>>>

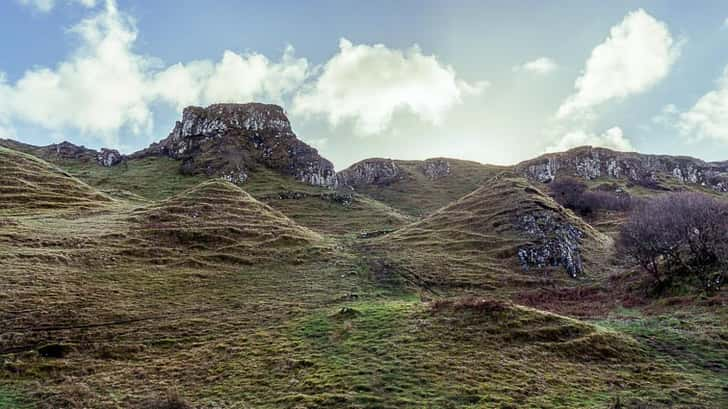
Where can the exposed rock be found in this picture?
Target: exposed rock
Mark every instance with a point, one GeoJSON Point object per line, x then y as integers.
{"type": "Point", "coordinates": [591, 163]}
{"type": "Point", "coordinates": [230, 140]}
{"type": "Point", "coordinates": [435, 168]}
{"type": "Point", "coordinates": [344, 199]}
{"type": "Point", "coordinates": [109, 157]}
{"type": "Point", "coordinates": [558, 243]}
{"type": "Point", "coordinates": [375, 171]}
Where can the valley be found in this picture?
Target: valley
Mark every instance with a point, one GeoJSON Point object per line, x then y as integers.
{"type": "Point", "coordinates": [230, 266]}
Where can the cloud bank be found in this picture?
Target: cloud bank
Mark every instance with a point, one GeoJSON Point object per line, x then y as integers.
{"type": "Point", "coordinates": [369, 83]}
{"type": "Point", "coordinates": [104, 86]}
{"type": "Point", "coordinates": [637, 54]}
{"type": "Point", "coordinates": [539, 66]}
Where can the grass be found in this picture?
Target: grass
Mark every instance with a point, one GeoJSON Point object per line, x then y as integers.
{"type": "Point", "coordinates": [473, 242]}
{"type": "Point", "coordinates": [209, 292]}
{"type": "Point", "coordinates": [417, 195]}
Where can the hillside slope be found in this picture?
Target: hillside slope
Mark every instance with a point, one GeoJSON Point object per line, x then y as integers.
{"type": "Point", "coordinates": [505, 230]}
{"type": "Point", "coordinates": [416, 188]}
{"type": "Point", "coordinates": [28, 183]}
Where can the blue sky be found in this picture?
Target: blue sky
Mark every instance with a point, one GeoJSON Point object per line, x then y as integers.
{"type": "Point", "coordinates": [495, 82]}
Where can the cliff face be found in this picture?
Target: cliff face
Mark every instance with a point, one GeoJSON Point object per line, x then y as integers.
{"type": "Point", "coordinates": [370, 172]}
{"type": "Point", "coordinates": [591, 163]}
{"type": "Point", "coordinates": [382, 172]}
{"type": "Point", "coordinates": [230, 140]}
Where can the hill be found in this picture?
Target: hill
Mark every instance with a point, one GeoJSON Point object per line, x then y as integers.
{"type": "Point", "coordinates": [506, 230]}
{"type": "Point", "coordinates": [437, 283]}
{"type": "Point", "coordinates": [215, 220]}
{"type": "Point", "coordinates": [656, 172]}
{"type": "Point", "coordinates": [416, 188]}
{"type": "Point", "coordinates": [231, 140]}
{"type": "Point", "coordinates": [28, 183]}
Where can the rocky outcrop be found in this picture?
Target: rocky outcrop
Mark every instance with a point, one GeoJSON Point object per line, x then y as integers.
{"type": "Point", "coordinates": [384, 172]}
{"type": "Point", "coordinates": [591, 163]}
{"type": "Point", "coordinates": [557, 243]}
{"type": "Point", "coordinates": [375, 171]}
{"type": "Point", "coordinates": [231, 140]}
{"type": "Point", "coordinates": [435, 168]}
{"type": "Point", "coordinates": [109, 157]}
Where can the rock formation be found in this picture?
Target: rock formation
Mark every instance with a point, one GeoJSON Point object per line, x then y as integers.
{"type": "Point", "coordinates": [231, 140]}
{"type": "Point", "coordinates": [374, 171]}
{"type": "Point", "coordinates": [591, 163]}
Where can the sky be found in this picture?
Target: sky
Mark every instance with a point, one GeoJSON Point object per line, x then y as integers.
{"type": "Point", "coordinates": [491, 81]}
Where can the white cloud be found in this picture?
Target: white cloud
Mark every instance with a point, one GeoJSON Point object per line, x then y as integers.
{"type": "Point", "coordinates": [99, 88]}
{"type": "Point", "coordinates": [234, 78]}
{"type": "Point", "coordinates": [104, 86]}
{"type": "Point", "coordinates": [540, 66]}
{"type": "Point", "coordinates": [47, 5]}
{"type": "Point", "coordinates": [638, 53]}
{"type": "Point", "coordinates": [708, 118]}
{"type": "Point", "coordinates": [612, 138]}
{"type": "Point", "coordinates": [369, 83]}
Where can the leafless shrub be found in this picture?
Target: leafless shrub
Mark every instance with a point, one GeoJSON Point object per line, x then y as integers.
{"type": "Point", "coordinates": [472, 303]}
{"type": "Point", "coordinates": [572, 193]}
{"type": "Point", "coordinates": [679, 235]}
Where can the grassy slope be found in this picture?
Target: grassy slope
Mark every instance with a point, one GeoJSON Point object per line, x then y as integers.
{"type": "Point", "coordinates": [418, 195]}
{"type": "Point", "coordinates": [473, 242]}
{"type": "Point", "coordinates": [156, 178]}
{"type": "Point", "coordinates": [308, 326]}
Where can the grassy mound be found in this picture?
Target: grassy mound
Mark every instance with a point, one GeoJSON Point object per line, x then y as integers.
{"type": "Point", "coordinates": [505, 231]}
{"type": "Point", "coordinates": [416, 193]}
{"type": "Point", "coordinates": [29, 184]}
{"type": "Point", "coordinates": [216, 221]}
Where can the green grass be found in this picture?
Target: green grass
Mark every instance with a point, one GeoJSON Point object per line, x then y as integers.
{"type": "Point", "coordinates": [417, 195]}
{"type": "Point", "coordinates": [195, 286]}
{"type": "Point", "coordinates": [152, 178]}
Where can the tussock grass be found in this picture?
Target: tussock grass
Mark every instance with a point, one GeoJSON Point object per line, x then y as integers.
{"type": "Point", "coordinates": [474, 241]}
{"type": "Point", "coordinates": [28, 184]}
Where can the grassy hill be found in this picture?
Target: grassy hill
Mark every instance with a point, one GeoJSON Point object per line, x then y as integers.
{"type": "Point", "coordinates": [416, 193]}
{"type": "Point", "coordinates": [28, 184]}
{"type": "Point", "coordinates": [490, 237]}
{"type": "Point", "coordinates": [197, 293]}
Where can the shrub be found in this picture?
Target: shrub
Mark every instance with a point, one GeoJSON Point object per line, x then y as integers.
{"type": "Point", "coordinates": [679, 235]}
{"type": "Point", "coordinates": [573, 194]}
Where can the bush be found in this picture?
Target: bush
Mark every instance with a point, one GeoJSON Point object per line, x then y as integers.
{"type": "Point", "coordinates": [679, 236]}
{"type": "Point", "coordinates": [573, 194]}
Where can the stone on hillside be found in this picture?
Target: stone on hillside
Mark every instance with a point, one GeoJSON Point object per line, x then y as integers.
{"type": "Point", "coordinates": [230, 140]}
{"type": "Point", "coordinates": [591, 163]}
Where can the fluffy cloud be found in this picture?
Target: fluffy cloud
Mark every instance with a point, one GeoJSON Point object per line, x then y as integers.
{"type": "Point", "coordinates": [234, 78]}
{"type": "Point", "coordinates": [369, 83]}
{"type": "Point", "coordinates": [638, 53]}
{"type": "Point", "coordinates": [540, 66]}
{"type": "Point", "coordinates": [99, 88]}
{"type": "Point", "coordinates": [708, 118]}
{"type": "Point", "coordinates": [612, 138]}
{"type": "Point", "coordinates": [104, 86]}
{"type": "Point", "coordinates": [47, 5]}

<<<

#### Exercise goal:
Leaving out the pictures, print each line of the records above from the first up to and including the one that contains "Target: exposed rock", exactly as written.

#### Response below:
Where can the exposed rock be found in this picture?
Target: exposed rock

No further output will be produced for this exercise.